What needs to be done: Count the lines of the data below that contain the string "light", treating uppercase and lowercase letters as distinct. Reply with the number alone.

__________________________________________________

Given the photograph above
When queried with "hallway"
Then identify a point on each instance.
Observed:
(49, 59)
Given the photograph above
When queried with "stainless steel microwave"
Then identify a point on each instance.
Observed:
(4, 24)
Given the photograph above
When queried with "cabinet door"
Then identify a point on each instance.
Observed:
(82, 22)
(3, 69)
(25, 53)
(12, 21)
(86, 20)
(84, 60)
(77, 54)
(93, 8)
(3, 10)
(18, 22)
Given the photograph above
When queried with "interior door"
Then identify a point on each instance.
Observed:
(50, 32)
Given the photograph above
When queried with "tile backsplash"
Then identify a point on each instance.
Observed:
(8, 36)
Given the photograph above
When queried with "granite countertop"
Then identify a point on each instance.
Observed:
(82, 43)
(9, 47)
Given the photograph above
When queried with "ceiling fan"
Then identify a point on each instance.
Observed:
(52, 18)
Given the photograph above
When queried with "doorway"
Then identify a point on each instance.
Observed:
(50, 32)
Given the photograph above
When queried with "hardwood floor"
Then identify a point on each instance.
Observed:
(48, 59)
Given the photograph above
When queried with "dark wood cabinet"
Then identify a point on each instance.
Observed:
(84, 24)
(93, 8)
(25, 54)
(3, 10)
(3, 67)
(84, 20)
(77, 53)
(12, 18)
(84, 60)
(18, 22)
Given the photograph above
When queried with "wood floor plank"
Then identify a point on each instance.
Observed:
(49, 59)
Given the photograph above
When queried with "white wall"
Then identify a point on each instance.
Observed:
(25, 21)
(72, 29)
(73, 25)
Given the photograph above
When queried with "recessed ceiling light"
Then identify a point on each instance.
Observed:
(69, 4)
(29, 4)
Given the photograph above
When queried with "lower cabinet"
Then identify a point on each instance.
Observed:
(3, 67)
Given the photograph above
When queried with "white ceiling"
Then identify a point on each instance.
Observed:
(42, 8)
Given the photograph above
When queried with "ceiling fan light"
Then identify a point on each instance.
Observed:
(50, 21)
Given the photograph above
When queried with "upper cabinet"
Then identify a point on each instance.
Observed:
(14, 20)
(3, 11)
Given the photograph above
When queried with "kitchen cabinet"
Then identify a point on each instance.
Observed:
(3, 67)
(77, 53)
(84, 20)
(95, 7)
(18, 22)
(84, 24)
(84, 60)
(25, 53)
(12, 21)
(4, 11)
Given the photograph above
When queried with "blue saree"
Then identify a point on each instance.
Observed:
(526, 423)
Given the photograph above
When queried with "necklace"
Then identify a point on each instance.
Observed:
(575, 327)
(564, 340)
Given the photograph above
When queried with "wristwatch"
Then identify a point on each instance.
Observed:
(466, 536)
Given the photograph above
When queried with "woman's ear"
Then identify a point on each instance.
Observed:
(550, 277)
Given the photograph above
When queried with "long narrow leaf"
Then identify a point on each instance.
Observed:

__________________________________________________

Solution to the problem: 2